[Start]
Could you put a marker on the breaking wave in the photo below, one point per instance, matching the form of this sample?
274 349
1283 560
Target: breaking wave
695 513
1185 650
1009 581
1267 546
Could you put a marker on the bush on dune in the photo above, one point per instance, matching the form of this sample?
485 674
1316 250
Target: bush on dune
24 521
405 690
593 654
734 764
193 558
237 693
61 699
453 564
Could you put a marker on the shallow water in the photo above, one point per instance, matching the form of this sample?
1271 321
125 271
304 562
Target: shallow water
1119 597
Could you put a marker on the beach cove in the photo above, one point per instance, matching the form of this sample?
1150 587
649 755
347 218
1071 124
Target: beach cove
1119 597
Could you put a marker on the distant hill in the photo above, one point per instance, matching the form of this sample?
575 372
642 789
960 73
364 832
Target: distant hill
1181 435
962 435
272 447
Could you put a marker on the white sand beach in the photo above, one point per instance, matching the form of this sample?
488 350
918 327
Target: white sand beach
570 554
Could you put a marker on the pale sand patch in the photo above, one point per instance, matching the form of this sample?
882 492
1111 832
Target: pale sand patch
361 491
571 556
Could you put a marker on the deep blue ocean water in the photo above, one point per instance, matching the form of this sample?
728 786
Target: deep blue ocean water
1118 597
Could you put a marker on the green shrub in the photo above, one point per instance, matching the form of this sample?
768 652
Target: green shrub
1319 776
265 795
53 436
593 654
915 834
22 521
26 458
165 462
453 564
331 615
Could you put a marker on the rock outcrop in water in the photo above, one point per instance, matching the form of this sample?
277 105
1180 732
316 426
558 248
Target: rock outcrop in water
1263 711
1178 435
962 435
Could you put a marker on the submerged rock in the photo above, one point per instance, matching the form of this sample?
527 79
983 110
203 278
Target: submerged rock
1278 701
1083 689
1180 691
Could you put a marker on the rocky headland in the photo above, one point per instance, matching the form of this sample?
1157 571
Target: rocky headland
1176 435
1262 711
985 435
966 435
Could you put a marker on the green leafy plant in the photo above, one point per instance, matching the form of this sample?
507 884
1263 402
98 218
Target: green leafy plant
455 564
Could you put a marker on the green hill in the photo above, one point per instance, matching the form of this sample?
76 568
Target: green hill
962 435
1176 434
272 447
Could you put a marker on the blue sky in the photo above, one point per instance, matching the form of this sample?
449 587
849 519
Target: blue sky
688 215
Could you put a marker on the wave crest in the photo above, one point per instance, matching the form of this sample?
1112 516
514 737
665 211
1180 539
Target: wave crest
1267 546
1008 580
[End]
● Stated problem
Copy the entire listing above word for word, keeping every line and number unchanged.

● Finished exercise
Could you put a marker on the breaking wave in the photo below, one point per instance, matching the form of this sample?
274 349
1283 560
Target: breaking wave
695 513
1185 650
1009 581
1267 546
Could you put a marker on the bush on dune in the photo above, one point per instance, matching the form of this sample?
485 674
1316 250
Target: bush on dune
24 521
405 690
593 654
734 764
193 558
237 693
61 699
453 564
Could you put a marker on the shallow water in the photo above, one point per instance, matching the form of this sample?
1271 321
125 271
304 562
Target: shallow water
1119 597
Could you put a marker on the beach cove in the photo above, one point per instance, matching the form of this sample?
1150 587
649 755
347 218
1071 124
Target: beach cove
1119 597
Could you put a marker on the distant hill in the photo above, one point per instance, matching the form of this sample?
575 372
642 789
960 73
364 832
Target: distant hill
1181 435
962 435
272 447
Could you put a marker on the white sand beach in the photo above, one point per instance, matching the form of this sample?
488 350
918 327
Target: white sand beach
570 554
Could you put a marker on the pale sand patch in the photo above, one point per instance, matching the form of this sample?
882 492
1111 832
Target: pale sand patch
361 491
571 556
Could you put a marker on the deep blue ocean water in the photo above, one point per instance, matching the form of this sample?
728 786
Target: deep blue ocean water
1118 597
Could you put a marker on the green shrub in the photo above, one point per instance, matching the form of this sample?
768 652
Target: green shrub
1319 776
265 795
53 436
593 654
915 834
22 521
26 458
165 462
453 564
331 615
Could you put a marker on the rock outcrop in water in the photo above, one point per instance, matching the form of this sample?
277 105
1180 732
316 426
558 248
Target: rock outcrop in water
1263 711
1178 435
962 435
Could you put a marker on the submerged rock in the photo above, one point per instance, matching the form of this sample?
527 79
983 110
203 278
Target: submerged rock
1278 701
1083 689
1180 691
Could you put a marker on the rocky headland in the photo above, one point per instance, matching the form of this sample?
1157 571
Target: rocky headland
1176 435
1262 711
985 435
966 435
Could you put a marker on the green leafy plant in the photo above, one point per instance, matching the form of this sample?
507 884
1263 402
98 218
Target: green leafy plant
455 564
Could you put a marker on the green hill in the photo above, one point per instance, matching the form of this sample?
76 568
Target: green hill
962 435
1176 434
272 447
Could you put a marker on the blue sky in the photo above, one point per instance, matching the form of this sample?
449 587
849 519
Target: blue sky
688 215
Could you put a marker on the wave crest in the photo above, one point per instance, matching the form of this sample?
1112 516
514 737
665 211
1180 539
Target: wave crest
1267 546
1008 580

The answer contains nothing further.